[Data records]
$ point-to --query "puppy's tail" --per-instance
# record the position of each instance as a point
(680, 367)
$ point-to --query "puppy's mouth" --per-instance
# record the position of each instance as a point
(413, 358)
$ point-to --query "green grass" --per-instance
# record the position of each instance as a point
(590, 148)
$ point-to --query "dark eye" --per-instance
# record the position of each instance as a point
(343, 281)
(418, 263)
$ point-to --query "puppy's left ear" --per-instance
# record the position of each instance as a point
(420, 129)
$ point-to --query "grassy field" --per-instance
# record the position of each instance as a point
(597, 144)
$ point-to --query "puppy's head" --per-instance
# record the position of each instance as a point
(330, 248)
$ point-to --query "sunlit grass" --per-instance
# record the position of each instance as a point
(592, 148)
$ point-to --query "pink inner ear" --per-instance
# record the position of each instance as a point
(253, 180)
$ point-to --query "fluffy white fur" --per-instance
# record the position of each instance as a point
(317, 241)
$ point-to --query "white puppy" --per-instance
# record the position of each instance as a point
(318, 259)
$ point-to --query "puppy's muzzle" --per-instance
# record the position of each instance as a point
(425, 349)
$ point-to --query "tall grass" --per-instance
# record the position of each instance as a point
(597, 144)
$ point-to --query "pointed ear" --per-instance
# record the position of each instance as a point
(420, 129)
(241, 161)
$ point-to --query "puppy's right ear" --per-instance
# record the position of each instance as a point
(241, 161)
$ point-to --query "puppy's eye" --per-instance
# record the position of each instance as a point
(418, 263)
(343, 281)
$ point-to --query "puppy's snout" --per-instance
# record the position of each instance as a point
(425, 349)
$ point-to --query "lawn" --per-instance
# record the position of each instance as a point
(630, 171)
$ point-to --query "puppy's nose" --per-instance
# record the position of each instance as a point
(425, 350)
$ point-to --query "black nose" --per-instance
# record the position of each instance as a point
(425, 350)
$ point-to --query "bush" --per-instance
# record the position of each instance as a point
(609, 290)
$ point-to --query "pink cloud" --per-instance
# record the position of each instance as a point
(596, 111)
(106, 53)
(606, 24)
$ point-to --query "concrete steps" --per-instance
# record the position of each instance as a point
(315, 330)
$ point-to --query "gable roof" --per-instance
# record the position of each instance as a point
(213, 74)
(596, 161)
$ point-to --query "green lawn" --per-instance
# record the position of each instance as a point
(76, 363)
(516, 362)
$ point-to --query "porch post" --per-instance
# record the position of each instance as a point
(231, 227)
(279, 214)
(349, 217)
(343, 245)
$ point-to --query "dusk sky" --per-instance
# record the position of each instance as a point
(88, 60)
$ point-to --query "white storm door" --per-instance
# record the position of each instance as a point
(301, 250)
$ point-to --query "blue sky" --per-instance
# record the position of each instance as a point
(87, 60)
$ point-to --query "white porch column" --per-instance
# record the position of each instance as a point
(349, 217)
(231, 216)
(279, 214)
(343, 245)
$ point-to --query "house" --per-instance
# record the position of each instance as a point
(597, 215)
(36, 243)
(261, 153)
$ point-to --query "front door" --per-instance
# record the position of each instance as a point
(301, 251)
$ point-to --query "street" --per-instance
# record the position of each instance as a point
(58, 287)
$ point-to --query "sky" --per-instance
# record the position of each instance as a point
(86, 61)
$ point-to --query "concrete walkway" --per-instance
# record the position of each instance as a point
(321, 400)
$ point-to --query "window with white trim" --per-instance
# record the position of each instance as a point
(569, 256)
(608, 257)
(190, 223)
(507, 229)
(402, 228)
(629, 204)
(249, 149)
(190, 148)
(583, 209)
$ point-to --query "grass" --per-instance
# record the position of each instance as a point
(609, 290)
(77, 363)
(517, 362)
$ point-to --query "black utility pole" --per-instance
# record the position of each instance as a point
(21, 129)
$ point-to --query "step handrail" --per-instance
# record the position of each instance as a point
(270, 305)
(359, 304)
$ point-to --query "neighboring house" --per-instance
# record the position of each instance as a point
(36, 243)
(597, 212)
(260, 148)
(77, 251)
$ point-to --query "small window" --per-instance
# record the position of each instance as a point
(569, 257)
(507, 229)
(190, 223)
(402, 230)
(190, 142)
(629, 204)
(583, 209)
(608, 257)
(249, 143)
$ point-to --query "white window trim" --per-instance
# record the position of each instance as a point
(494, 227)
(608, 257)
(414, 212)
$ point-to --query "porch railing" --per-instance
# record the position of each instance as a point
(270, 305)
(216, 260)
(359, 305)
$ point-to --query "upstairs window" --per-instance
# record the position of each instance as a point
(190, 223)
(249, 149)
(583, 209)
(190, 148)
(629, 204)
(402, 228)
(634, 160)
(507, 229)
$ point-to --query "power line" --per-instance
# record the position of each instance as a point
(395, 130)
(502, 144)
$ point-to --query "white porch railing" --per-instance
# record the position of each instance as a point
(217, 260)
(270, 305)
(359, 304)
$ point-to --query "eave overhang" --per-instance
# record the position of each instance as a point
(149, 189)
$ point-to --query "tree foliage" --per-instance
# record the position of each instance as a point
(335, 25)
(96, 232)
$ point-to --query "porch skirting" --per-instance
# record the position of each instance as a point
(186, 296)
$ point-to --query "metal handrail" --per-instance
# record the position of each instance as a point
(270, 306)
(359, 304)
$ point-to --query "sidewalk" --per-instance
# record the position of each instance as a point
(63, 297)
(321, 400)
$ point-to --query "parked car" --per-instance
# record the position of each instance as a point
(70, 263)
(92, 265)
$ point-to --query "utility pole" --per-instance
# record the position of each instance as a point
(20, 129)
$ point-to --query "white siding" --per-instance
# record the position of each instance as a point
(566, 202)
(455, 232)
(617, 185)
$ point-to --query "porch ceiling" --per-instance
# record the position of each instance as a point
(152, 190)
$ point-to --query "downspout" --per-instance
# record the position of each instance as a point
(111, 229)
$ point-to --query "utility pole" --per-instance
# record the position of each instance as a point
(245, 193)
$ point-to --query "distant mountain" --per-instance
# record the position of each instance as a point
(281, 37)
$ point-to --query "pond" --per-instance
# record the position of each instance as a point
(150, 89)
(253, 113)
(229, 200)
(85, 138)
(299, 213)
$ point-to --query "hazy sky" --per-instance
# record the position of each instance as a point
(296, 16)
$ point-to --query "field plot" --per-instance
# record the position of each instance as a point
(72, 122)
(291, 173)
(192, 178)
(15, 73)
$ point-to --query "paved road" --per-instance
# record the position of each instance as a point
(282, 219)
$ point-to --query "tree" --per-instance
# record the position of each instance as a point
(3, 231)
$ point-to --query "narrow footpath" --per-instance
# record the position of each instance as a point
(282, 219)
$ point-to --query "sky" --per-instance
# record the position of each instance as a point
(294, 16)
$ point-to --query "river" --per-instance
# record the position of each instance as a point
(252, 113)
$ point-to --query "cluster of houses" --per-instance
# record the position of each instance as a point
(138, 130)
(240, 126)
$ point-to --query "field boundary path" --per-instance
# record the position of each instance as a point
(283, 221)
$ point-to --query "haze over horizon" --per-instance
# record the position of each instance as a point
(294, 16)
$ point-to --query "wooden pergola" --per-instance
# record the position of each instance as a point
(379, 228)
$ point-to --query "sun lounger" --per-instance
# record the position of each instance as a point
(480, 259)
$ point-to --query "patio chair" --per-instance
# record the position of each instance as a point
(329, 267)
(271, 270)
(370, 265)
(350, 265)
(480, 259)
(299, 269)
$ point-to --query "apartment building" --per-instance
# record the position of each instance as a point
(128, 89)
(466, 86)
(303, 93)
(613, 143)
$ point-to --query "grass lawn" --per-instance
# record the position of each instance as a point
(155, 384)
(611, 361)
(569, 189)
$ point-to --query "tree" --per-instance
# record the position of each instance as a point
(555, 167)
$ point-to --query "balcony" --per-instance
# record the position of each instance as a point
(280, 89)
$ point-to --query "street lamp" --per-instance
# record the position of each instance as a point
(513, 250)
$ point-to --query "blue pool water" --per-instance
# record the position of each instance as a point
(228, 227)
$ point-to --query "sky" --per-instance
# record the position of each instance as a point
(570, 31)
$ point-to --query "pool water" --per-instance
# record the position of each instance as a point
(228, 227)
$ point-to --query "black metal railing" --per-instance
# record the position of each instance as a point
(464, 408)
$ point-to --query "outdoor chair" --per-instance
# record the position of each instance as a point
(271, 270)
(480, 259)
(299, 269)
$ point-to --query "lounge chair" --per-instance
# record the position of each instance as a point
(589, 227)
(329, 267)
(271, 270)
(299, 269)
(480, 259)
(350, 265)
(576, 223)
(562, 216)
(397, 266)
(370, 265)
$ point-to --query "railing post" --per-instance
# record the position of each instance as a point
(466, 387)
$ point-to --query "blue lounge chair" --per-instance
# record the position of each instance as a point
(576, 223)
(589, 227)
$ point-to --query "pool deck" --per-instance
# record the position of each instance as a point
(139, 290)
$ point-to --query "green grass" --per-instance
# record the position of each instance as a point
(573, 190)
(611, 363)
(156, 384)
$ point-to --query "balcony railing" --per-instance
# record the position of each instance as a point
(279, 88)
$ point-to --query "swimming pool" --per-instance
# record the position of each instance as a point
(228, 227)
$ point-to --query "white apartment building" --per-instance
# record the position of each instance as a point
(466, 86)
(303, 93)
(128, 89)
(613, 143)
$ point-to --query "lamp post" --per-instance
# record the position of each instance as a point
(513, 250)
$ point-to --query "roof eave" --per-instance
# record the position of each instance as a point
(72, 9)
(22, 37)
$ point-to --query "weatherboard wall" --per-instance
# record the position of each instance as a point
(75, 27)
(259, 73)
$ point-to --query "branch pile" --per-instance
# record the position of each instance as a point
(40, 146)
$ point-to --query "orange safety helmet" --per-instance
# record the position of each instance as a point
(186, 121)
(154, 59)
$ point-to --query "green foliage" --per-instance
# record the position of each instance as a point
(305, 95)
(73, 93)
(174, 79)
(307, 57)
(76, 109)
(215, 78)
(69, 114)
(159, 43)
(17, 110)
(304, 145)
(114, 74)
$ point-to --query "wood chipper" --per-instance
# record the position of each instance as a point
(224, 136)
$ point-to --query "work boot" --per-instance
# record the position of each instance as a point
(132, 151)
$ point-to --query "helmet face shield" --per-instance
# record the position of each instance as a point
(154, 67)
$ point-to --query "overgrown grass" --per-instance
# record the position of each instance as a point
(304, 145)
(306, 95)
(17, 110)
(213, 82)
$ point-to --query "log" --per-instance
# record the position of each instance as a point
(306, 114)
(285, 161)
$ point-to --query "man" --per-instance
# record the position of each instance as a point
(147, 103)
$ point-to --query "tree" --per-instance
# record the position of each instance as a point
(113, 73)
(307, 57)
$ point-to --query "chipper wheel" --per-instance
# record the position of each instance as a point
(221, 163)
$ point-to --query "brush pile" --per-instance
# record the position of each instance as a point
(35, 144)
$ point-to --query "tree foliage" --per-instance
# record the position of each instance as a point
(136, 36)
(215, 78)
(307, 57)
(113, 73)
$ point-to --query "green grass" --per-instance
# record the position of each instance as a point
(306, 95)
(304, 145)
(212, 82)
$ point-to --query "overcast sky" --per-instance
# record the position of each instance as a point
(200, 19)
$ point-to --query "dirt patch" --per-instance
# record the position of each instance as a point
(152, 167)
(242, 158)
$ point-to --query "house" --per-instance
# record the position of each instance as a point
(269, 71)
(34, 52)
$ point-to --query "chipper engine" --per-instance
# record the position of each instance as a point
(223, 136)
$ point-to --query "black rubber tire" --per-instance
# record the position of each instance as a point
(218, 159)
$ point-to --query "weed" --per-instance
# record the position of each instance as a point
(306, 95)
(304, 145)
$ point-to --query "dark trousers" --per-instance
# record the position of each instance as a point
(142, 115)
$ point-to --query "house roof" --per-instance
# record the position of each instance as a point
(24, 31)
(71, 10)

Exercise description => List every line in the listing above that contains the word "concrete". Case is significant.

Worked solution =>
$ point-to --query "concrete steps" --per-instance
$ point-to --query "concrete walkway" --per-instance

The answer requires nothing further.